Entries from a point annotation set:
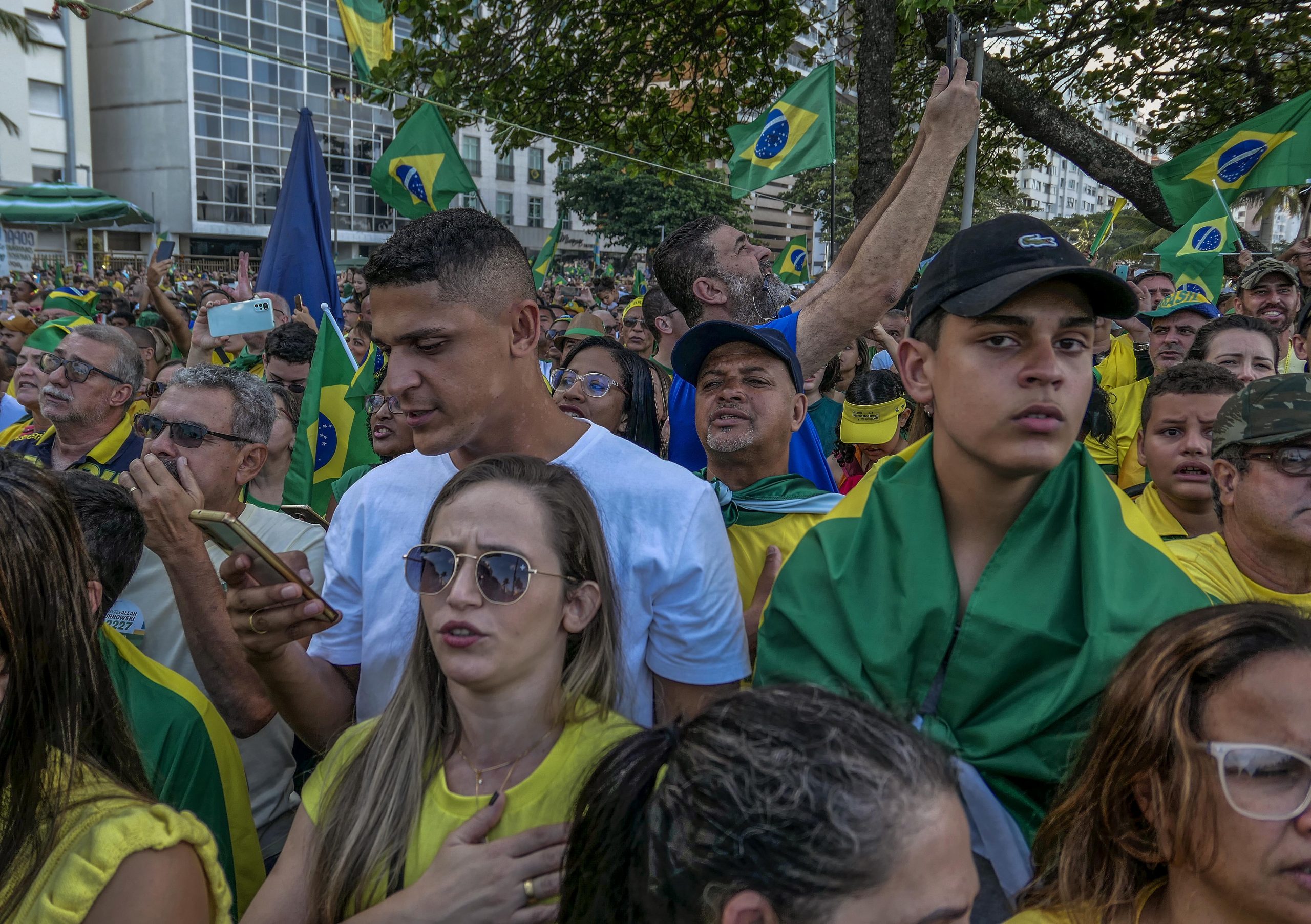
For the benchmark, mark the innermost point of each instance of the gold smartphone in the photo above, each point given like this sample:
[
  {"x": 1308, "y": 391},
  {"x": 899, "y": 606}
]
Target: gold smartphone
[
  {"x": 303, "y": 511},
  {"x": 231, "y": 535}
]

# [EXERCISE TASK]
Rewrite each line of the entries above as a string in a single JSON list, one string per line and blank lines omitted. Exclude the pictures from your answer.

# [TASK ANSWER]
[
  "For the benchmark, mark the innermost point of each instance of the gold smartphone in the photo above, each point given like this sample:",
  "[",
  "  {\"x\": 1308, \"y\": 391},",
  "  {\"x\": 899, \"y\": 606}",
  "]",
  "Target: gold smartphone",
  "[",
  "  {\"x\": 303, \"y\": 511},",
  "  {\"x\": 231, \"y\": 535}",
  "]"
]